**Data section:**
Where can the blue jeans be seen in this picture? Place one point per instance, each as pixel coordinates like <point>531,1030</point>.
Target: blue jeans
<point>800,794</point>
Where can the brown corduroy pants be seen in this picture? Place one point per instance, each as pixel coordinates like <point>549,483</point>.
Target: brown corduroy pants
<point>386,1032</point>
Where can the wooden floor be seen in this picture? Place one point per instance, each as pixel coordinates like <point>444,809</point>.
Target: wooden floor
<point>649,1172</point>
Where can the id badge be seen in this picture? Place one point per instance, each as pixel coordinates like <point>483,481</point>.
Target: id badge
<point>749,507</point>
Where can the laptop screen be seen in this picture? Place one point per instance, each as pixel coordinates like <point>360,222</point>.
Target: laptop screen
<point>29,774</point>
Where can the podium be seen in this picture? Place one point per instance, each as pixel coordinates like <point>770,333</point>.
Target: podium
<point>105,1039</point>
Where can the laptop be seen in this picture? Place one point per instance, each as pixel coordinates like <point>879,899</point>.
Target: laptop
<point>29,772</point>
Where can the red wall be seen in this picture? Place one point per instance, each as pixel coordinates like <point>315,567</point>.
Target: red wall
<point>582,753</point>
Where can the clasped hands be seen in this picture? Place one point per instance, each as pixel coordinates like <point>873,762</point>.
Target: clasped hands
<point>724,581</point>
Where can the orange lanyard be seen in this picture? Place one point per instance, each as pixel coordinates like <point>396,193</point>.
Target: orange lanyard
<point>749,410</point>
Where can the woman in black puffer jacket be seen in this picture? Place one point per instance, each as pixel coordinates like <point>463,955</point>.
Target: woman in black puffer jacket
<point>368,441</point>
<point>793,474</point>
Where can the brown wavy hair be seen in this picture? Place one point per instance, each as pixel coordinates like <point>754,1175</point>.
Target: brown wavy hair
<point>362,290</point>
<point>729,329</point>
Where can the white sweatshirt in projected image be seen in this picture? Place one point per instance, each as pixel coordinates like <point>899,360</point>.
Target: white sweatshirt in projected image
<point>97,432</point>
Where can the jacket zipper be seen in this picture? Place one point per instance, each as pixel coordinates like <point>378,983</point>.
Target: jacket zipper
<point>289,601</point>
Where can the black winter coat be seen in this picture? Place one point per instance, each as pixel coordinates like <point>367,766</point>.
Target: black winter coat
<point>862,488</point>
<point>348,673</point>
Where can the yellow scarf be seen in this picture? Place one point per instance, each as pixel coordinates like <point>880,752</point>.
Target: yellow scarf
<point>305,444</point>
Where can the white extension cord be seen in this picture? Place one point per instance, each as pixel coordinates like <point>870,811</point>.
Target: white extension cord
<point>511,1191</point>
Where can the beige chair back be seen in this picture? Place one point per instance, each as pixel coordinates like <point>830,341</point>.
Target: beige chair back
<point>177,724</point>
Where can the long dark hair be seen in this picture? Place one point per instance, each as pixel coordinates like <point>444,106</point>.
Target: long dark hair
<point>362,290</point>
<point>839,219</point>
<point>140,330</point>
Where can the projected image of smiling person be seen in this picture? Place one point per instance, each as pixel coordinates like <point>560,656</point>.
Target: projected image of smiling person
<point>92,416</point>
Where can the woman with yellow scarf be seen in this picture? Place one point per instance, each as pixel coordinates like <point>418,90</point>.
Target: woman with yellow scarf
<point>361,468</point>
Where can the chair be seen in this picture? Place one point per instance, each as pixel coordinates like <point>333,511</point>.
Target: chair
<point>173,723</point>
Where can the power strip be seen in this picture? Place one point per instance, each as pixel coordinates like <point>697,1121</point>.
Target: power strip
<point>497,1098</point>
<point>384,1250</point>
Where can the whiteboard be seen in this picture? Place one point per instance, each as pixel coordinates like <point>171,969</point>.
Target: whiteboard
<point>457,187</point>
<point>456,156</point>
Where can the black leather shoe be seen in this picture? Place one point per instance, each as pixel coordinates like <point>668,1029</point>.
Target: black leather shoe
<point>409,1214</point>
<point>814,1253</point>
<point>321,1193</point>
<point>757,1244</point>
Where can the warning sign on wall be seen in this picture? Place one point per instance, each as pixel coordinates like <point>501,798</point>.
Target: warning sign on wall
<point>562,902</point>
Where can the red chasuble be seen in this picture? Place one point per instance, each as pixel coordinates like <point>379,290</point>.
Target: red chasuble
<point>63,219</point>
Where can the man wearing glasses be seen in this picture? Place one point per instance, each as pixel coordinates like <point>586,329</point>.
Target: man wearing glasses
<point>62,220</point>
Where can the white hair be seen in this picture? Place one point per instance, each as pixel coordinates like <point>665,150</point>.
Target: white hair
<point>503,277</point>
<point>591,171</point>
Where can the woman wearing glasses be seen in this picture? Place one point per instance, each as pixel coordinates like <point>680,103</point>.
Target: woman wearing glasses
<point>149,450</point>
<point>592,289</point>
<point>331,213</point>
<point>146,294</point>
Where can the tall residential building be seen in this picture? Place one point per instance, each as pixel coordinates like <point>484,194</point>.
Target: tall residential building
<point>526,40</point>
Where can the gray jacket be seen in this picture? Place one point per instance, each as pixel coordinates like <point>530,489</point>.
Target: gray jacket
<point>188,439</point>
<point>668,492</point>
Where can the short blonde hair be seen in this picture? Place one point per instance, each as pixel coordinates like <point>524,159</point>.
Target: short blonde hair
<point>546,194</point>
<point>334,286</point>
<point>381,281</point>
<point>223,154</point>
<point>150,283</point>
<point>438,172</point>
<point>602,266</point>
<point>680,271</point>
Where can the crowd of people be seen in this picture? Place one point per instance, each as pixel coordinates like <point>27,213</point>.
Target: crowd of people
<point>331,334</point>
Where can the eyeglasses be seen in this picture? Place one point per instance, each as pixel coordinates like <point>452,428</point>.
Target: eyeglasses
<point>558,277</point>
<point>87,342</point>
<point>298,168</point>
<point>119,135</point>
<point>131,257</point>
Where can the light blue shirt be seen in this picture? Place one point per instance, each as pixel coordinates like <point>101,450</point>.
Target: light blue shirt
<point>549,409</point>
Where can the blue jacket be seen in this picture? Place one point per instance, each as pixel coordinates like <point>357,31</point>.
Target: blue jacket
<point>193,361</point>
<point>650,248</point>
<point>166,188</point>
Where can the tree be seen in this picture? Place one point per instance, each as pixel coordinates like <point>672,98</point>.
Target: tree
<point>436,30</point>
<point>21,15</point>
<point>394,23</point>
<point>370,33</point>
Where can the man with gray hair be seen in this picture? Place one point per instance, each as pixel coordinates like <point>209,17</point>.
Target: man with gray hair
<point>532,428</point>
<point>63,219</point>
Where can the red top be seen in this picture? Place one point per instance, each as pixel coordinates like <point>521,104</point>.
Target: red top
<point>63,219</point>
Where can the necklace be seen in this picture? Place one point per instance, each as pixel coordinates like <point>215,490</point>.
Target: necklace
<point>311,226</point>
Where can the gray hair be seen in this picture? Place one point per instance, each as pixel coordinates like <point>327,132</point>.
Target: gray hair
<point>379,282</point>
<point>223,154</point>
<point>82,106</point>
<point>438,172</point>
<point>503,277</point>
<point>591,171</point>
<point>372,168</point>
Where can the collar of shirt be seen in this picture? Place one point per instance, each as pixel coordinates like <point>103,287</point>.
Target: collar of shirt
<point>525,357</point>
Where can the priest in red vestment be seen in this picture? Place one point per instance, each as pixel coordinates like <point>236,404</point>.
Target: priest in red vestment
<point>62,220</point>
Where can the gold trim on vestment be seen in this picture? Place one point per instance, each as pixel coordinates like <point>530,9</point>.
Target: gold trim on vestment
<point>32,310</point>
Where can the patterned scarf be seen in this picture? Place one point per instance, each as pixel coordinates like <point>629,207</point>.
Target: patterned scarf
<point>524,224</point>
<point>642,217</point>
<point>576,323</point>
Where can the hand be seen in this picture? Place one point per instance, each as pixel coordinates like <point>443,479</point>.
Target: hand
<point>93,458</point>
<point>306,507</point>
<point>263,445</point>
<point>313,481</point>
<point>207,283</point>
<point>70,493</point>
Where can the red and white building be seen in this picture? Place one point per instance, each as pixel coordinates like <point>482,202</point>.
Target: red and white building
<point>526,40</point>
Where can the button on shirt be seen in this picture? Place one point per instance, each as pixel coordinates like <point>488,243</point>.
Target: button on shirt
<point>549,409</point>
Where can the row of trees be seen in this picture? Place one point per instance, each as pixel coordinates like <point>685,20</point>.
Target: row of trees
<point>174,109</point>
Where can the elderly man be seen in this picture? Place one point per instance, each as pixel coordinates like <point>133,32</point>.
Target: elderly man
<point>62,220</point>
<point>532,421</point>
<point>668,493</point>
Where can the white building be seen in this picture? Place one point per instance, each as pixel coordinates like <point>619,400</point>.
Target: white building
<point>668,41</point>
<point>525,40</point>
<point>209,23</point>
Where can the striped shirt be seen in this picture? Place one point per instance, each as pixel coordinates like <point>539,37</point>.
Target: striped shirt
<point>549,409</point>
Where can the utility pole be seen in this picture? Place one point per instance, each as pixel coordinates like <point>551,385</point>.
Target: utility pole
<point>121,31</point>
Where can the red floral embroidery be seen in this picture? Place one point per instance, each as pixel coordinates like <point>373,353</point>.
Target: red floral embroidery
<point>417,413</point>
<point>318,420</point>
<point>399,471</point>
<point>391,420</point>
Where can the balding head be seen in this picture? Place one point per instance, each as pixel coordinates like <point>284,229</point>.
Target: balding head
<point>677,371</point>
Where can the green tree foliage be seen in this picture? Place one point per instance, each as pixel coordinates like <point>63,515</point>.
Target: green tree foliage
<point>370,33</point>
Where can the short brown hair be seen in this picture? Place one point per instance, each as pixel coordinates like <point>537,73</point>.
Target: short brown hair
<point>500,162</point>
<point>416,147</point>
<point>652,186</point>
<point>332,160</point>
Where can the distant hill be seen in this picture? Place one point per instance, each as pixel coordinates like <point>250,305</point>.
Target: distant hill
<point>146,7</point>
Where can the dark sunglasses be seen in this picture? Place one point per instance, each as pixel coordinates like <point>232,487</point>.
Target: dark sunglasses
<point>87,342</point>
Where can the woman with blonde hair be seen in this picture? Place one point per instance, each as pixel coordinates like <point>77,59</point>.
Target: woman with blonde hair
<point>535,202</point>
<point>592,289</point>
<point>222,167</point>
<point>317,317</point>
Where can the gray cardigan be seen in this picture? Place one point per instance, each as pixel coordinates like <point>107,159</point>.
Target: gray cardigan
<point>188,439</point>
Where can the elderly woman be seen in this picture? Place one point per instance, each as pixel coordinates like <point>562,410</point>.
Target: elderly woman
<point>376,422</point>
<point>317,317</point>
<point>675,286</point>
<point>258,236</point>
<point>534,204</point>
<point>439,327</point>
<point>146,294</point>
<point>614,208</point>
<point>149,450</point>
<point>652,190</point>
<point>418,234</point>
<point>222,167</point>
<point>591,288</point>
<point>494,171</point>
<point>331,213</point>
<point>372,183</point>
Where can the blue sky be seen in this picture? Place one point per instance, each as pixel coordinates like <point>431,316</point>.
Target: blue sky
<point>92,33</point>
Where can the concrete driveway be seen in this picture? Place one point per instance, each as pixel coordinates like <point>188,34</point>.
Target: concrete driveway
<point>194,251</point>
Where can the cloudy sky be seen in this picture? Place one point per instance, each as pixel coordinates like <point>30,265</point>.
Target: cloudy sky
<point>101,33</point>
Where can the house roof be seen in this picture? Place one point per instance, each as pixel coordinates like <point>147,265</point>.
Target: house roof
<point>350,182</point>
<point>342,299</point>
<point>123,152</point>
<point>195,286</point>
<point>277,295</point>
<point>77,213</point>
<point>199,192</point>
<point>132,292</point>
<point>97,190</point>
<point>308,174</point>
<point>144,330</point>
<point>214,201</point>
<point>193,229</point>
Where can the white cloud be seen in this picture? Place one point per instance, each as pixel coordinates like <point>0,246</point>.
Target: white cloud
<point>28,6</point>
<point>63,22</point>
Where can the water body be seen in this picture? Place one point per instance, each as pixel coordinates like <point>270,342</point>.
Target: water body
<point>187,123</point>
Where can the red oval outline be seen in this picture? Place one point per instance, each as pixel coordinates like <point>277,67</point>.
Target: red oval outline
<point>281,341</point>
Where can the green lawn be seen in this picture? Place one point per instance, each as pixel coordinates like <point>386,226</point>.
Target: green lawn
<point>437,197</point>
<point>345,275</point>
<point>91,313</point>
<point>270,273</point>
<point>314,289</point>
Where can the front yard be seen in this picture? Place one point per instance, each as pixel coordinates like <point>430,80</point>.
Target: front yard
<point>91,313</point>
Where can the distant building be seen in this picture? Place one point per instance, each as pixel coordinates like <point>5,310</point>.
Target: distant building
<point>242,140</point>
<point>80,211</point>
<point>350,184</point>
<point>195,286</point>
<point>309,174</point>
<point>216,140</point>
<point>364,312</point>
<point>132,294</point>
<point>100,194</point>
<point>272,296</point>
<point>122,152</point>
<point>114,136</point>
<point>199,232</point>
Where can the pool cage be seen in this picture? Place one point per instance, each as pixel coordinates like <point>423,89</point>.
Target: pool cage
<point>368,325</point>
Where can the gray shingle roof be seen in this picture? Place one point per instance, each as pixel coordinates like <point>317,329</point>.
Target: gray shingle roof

**Task:**
All that should be written out is the stretch of lines above between the one holding "Target: woman with yellow scarf" and the one holding "Where can the whiteboard", inclusive, exactly as given.

**Task answer:**
Target: woman with yellow scarf
<point>361,468</point>
Where can the chair be seen in this picture? Place one point per instance, each as pixel coordinates like <point>333,511</point>.
Target: chair
<point>173,723</point>
Where can the power strip be seen in this picture? Place one point per instance, each as pixel coordinates like <point>697,1121</point>.
Target: power strip
<point>497,1098</point>
<point>384,1250</point>
Where can the whiteboard be seen in this picture? Place one point per instance, each as pixel coordinates like <point>171,969</point>.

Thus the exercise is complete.